§ **What is being asked**
Copy out only the lines from the one containing "Provide the segmentation of every instance of the parked" through the one containing "467 443 L 583", with "row of parked cars" substituted for "parked car row" and everything else unchanged.

§ **Supplied information**
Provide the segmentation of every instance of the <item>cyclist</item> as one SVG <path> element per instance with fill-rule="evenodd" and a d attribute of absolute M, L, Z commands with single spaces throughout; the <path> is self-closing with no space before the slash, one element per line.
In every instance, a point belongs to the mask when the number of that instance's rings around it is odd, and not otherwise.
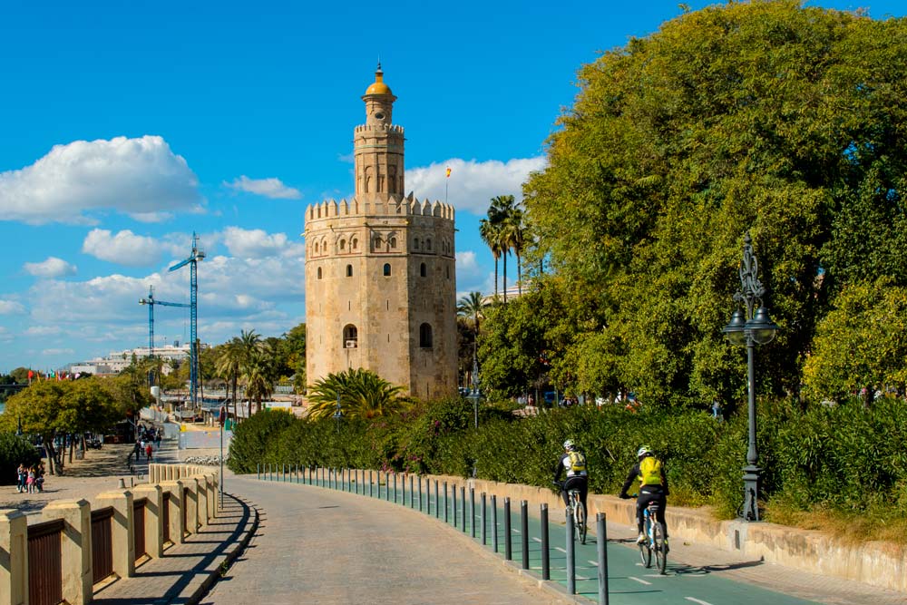
<path fill-rule="evenodd" d="M 567 472 L 567 479 L 561 485 L 561 497 L 564 499 L 564 505 L 570 506 L 568 492 L 579 490 L 582 507 L 588 511 L 586 496 L 589 495 L 589 472 L 586 470 L 586 454 L 579 450 L 576 444 L 570 439 L 564 442 L 564 454 L 558 460 L 558 465 L 554 471 L 555 483 L 561 479 L 561 473 L 563 471 Z"/>
<path fill-rule="evenodd" d="M 646 542 L 646 534 L 643 532 L 642 512 L 649 506 L 649 503 L 658 503 L 658 513 L 656 521 L 665 523 L 665 508 L 667 507 L 667 498 L 669 493 L 668 489 L 668 477 L 665 476 L 665 469 L 661 461 L 655 457 L 651 448 L 643 445 L 636 453 L 639 462 L 629 470 L 627 480 L 624 481 L 623 488 L 620 490 L 620 497 L 624 500 L 630 496 L 627 493 L 634 481 L 639 482 L 639 496 L 636 500 L 636 524 L 639 530 L 639 537 L 636 539 L 637 544 Z M 668 539 L 668 524 L 665 523 L 665 540 Z"/>

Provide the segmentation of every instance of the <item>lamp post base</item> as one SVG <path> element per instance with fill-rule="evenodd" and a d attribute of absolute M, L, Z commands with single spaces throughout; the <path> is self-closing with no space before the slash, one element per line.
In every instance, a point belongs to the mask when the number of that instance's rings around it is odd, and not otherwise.
<path fill-rule="evenodd" d="M 762 469 L 756 464 L 747 464 L 743 467 L 744 501 L 741 514 L 743 521 L 760 521 L 759 503 L 756 494 L 759 493 L 759 473 L 761 472 Z"/>

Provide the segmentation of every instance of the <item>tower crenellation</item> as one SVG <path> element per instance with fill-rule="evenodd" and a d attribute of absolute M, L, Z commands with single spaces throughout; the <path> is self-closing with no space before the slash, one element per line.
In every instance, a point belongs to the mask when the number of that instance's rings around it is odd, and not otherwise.
<path fill-rule="evenodd" d="M 456 387 L 453 206 L 405 195 L 404 129 L 380 64 L 354 129 L 356 191 L 305 210 L 307 377 L 363 367 L 411 395 Z"/>

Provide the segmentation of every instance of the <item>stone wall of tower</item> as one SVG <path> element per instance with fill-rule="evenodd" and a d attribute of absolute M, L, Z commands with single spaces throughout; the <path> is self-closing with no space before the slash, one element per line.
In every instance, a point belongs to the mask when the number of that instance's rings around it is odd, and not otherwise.
<path fill-rule="evenodd" d="M 363 198 L 306 209 L 308 383 L 363 367 L 419 397 L 450 395 L 454 208 L 412 194 Z"/>

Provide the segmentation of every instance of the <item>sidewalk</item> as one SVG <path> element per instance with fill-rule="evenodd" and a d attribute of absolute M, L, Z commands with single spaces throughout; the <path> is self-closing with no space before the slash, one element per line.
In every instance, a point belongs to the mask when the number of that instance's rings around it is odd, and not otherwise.
<path fill-rule="evenodd" d="M 254 535 L 258 512 L 246 502 L 224 494 L 219 516 L 182 544 L 150 559 L 132 578 L 122 578 L 94 594 L 99 605 L 197 603 L 229 569 Z"/>

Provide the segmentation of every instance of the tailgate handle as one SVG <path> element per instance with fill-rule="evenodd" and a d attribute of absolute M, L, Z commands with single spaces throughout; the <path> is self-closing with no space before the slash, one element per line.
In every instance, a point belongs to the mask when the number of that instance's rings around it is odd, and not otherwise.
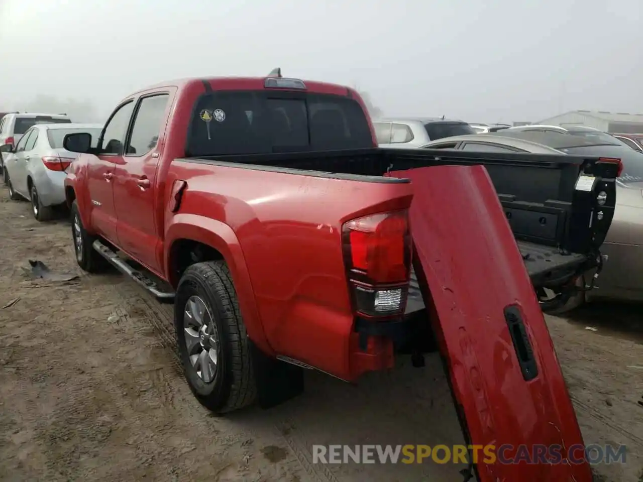
<path fill-rule="evenodd" d="M 523 321 L 520 310 L 515 305 L 507 306 L 505 308 L 505 319 L 509 328 L 509 334 L 514 343 L 514 349 L 518 359 L 520 370 L 525 381 L 533 380 L 538 376 L 538 366 L 536 364 L 534 357 L 534 350 L 525 329 L 525 323 Z"/>

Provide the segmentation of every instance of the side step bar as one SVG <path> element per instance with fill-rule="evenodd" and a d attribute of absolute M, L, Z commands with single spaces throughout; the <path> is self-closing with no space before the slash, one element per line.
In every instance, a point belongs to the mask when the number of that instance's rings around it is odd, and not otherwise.
<path fill-rule="evenodd" d="M 141 271 L 134 269 L 125 262 L 118 257 L 118 255 L 112 249 L 96 240 L 92 247 L 98 252 L 102 256 L 109 261 L 114 267 L 123 274 L 133 279 L 136 283 L 153 294 L 157 299 L 163 303 L 174 303 L 174 293 L 161 291 L 157 283 Z"/>

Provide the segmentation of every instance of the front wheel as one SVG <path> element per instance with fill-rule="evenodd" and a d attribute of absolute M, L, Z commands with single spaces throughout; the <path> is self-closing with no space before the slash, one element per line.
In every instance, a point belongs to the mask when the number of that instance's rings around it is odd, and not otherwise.
<path fill-rule="evenodd" d="M 11 179 L 9 178 L 8 174 L 6 175 L 6 182 L 7 187 L 9 188 L 9 199 L 12 201 L 20 201 L 20 195 L 14 189 L 14 184 L 11 183 Z"/>
<path fill-rule="evenodd" d="M 78 203 L 71 204 L 71 235 L 74 240 L 76 262 L 82 269 L 87 272 L 100 272 L 109 265 L 109 262 L 94 249 L 92 244 L 96 237 L 90 236 L 85 230 L 80 219 Z"/>
<path fill-rule="evenodd" d="M 176 290 L 174 327 L 185 378 L 203 406 L 222 414 L 255 401 L 248 334 L 224 262 L 185 270 Z"/>

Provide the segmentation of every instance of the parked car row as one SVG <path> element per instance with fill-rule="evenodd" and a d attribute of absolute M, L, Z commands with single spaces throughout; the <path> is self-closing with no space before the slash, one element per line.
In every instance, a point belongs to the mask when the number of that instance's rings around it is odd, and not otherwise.
<path fill-rule="evenodd" d="M 467 443 L 583 443 L 534 289 L 600 265 L 620 160 L 378 148 L 476 130 L 372 123 L 354 89 L 278 69 L 159 84 L 103 126 L 37 123 L 3 148 L 12 197 L 42 219 L 62 180 L 78 265 L 174 303 L 186 380 L 215 413 L 287 400 L 304 369 L 353 382 L 439 350 Z M 585 463 L 469 472 L 592 480 Z"/>
<path fill-rule="evenodd" d="M 34 217 L 46 221 L 65 204 L 64 179 L 77 154 L 66 150 L 66 135 L 91 132 L 98 141 L 102 126 L 75 124 L 65 114 L 10 113 L 0 120 L 3 181 L 12 200 L 32 203 Z"/>
<path fill-rule="evenodd" d="M 398 120 L 398 130 L 411 122 Z M 398 139 L 402 142 L 401 136 Z M 478 134 L 433 136 L 433 139 L 422 145 L 419 142 L 408 142 L 404 147 L 480 153 L 595 156 L 620 159 L 623 170 L 616 183 L 616 210 L 601 249 L 609 262 L 602 267 L 597 278 L 593 277 L 594 271 L 579 276 L 575 283 L 575 292 L 562 300 L 564 303 L 559 299 L 560 293 L 554 294 L 545 287 L 539 288 L 537 295 L 543 309 L 555 313 L 569 311 L 592 298 L 643 301 L 643 148 L 638 143 L 643 142 L 643 135 L 610 134 L 584 126 L 529 125 L 480 130 Z M 381 145 L 392 147 L 386 143 Z M 510 224 L 515 222 L 509 219 Z M 590 285 L 592 289 L 585 290 Z"/>

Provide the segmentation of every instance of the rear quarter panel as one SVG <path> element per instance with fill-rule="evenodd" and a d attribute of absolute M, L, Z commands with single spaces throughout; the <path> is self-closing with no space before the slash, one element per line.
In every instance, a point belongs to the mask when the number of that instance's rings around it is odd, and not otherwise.
<path fill-rule="evenodd" d="M 353 316 L 341 226 L 368 213 L 408 208 L 410 184 L 185 161 L 170 168 L 168 185 L 175 179 L 188 185 L 179 212 L 167 215 L 168 245 L 195 229 L 190 226 L 212 233 L 213 247 L 231 256 L 226 260 L 240 302 L 248 307 L 242 306 L 246 325 L 254 312 L 258 319 L 253 321 L 261 325 L 272 351 L 349 379 Z"/>

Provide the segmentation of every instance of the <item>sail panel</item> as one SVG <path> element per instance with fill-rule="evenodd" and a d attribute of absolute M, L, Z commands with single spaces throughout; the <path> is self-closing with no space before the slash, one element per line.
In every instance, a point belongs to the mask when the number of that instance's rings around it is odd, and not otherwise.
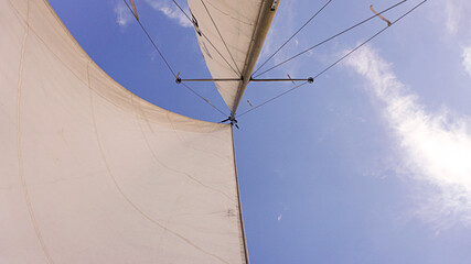
<path fill-rule="evenodd" d="M 197 42 L 213 78 L 240 78 L 263 0 L 189 0 Z M 257 54 L 258 57 L 258 54 Z M 250 74 L 250 73 L 249 73 Z M 242 81 L 216 81 L 232 110 Z"/>
<path fill-rule="evenodd" d="M 0 18 L 0 260 L 245 263 L 231 127 L 126 90 L 46 1 Z"/>

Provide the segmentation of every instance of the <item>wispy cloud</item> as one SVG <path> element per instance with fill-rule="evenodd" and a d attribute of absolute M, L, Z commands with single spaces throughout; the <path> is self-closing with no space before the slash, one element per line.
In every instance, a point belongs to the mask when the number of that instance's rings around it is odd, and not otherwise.
<path fill-rule="evenodd" d="M 133 18 L 124 2 L 118 2 L 114 11 L 116 14 L 116 23 L 120 26 L 126 26 Z"/>
<path fill-rule="evenodd" d="M 282 213 L 278 215 L 277 221 L 280 222 L 282 218 Z"/>
<path fill-rule="evenodd" d="M 471 76 L 471 45 L 463 47 L 462 53 L 462 65 L 464 67 L 464 70 Z"/>
<path fill-rule="evenodd" d="M 442 109 L 427 112 L 371 46 L 346 63 L 367 81 L 384 105 L 384 117 L 398 140 L 407 172 L 422 183 L 426 204 L 418 213 L 447 228 L 471 226 L 471 120 Z M 428 188 L 431 187 L 431 188 Z"/>
<path fill-rule="evenodd" d="M 175 20 L 181 26 L 191 28 L 193 24 L 182 13 L 182 11 L 175 7 L 171 1 L 164 0 L 146 0 L 154 10 L 162 12 L 171 20 Z"/>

§ **Reply to the exercise**
Provide the segmentation of every instance of the row of parked cars as one SVG <path> element per instance with fill-rule="evenodd" and a d attribute of absolute M, L, Z commands with single spaces throughout; the <path> is self-closing with no space before the slash, one element per line.
In every instance, a point belongs to the mask when the number of that instance's rings around it is odd, and not otherwise.
<path fill-rule="evenodd" d="M 467 443 L 583 443 L 534 289 L 600 265 L 620 160 L 378 148 L 476 130 L 372 123 L 354 89 L 278 69 L 159 84 L 103 126 L 37 123 L 3 148 L 12 197 L 42 219 L 62 180 L 78 265 L 174 303 L 186 380 L 215 413 L 287 400 L 304 369 L 353 382 L 439 350 Z M 585 463 L 469 472 L 592 480 Z"/>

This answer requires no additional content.